Additional costs include - AccessNI Check, Health Screening, Membership of Royal College of Speech & Language Therapists, Placement Expenses, Uniforms.
Membership of Royal College of Speech & Language Therapists - you will be required to join the Royal College of Speech and Language Therapists. The cost of student membership will cost approximately £110 for the three years.
Placement Expenses - students may incur expenses during periods of placement. Some placements may be outside Northern Ireland and will incur additional costs.
Uniforms - as part of your course, you will be required to purchase a uniform during the first week of the semester. 2015/16 costs were approx £100.
Tuition fees and costs associated with accommodation, travel (including car parking charges), and normal living are a part of university life.
Where a course has additional mandatory expenses we make every effort to highlight them. These may include residential visits, field trips, materials (e.g. art, design, engineering) inoculations, security checks, computer equipment, uniforms, professional memberships etc.
We aim to provide students with the learning materials needed to support their studies. Our libraries are a valuable resource with an extensive collection of books and journals as well as first-class facilities and IT equipment. Computer suites and free wifi is also available on each of the campuses.
There will be some additional costs to being a student which cannot be itemised and these will be different for each student. You may choose to purchase your own textbooks and course materials or prefer your own computer and software. Printing and binding may also be required. There are additional fees for graduation ceremonies, examination resits and library fines. Additional costs vary from course to course.
Students choosing a period of paid work placement or study abroad as part of their course should be aware that there may be additional travel and living costs as well as tuition fees.

[EXERCISE]
Answer these questions from the passage on additional course costs:
(a) About how much does student membership of the Royal College of Speech and Language Therapists cost for the three years?
(b) When must students buy a uniform?
(c) Besides graduation ceremonies, what two things carry additional fees?
The rows come from a separate source unrelated to the passage.

[SUPPLIED DATA]
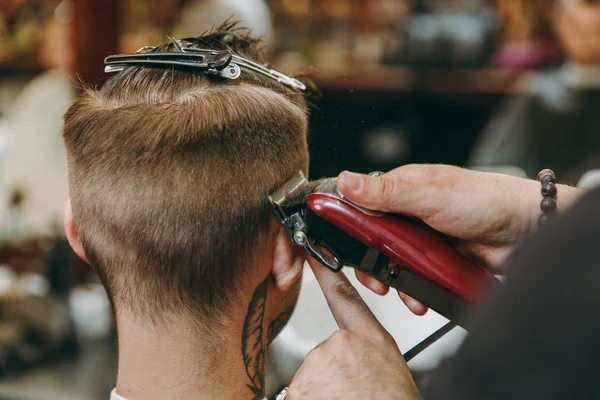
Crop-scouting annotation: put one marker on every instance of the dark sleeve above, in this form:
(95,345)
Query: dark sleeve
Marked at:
(538,336)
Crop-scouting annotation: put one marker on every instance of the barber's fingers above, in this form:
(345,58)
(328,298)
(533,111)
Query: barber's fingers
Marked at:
(371,283)
(415,306)
(403,190)
(348,308)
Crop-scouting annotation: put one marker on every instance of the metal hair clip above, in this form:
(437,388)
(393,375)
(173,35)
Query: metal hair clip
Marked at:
(215,62)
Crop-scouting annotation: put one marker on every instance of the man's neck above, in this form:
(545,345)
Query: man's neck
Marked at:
(174,361)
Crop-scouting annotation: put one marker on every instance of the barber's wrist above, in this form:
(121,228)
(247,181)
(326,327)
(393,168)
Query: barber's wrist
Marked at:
(530,202)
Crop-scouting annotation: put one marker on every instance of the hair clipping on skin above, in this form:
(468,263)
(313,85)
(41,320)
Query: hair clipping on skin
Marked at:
(222,63)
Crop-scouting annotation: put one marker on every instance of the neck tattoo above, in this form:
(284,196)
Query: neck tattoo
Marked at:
(253,341)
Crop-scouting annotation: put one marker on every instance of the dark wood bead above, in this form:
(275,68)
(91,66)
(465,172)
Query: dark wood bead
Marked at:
(549,190)
(548,179)
(548,205)
(546,172)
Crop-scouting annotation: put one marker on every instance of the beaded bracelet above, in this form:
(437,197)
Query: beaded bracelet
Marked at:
(549,192)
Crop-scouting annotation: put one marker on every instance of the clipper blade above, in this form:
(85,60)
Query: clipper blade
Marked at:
(293,192)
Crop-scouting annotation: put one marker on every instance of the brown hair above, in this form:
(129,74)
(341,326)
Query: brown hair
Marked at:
(168,175)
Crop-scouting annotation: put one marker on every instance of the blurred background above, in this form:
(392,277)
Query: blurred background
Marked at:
(510,85)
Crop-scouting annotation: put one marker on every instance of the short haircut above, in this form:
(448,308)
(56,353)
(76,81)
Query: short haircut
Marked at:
(169,172)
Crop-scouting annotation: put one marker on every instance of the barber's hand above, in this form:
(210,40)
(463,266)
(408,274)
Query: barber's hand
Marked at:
(361,361)
(487,213)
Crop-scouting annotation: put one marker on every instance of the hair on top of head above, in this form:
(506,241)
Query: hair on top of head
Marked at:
(169,172)
(228,36)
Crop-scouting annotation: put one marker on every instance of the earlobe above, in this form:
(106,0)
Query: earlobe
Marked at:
(288,262)
(71,232)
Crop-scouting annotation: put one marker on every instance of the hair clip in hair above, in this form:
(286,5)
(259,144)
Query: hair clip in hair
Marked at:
(222,63)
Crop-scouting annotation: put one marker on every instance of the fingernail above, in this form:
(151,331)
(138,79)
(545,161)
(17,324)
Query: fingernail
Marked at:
(351,181)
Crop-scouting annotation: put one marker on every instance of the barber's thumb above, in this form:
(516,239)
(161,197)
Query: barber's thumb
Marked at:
(374,192)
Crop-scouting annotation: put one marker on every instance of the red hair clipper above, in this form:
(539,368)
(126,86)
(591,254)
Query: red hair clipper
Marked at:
(398,252)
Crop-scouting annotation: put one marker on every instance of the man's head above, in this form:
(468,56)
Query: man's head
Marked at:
(169,172)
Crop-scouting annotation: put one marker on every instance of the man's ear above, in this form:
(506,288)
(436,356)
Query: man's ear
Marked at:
(71,232)
(288,262)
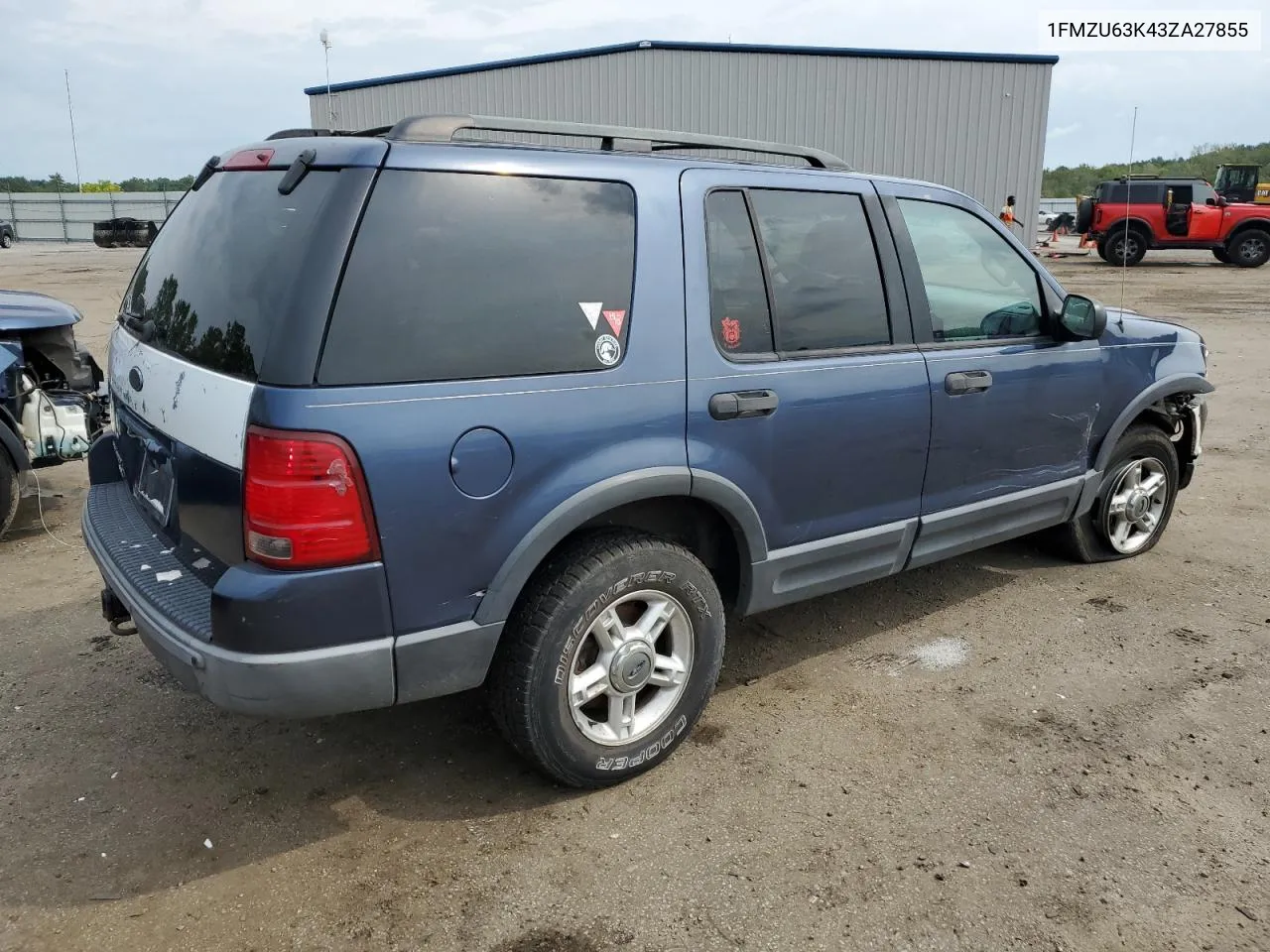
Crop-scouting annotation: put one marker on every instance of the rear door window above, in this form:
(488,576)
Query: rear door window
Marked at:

[ANSWER TO THE PROBLEM]
(a) Approximately £110.
(b) During the first week of the semester.
(c) Examination resits and library fines.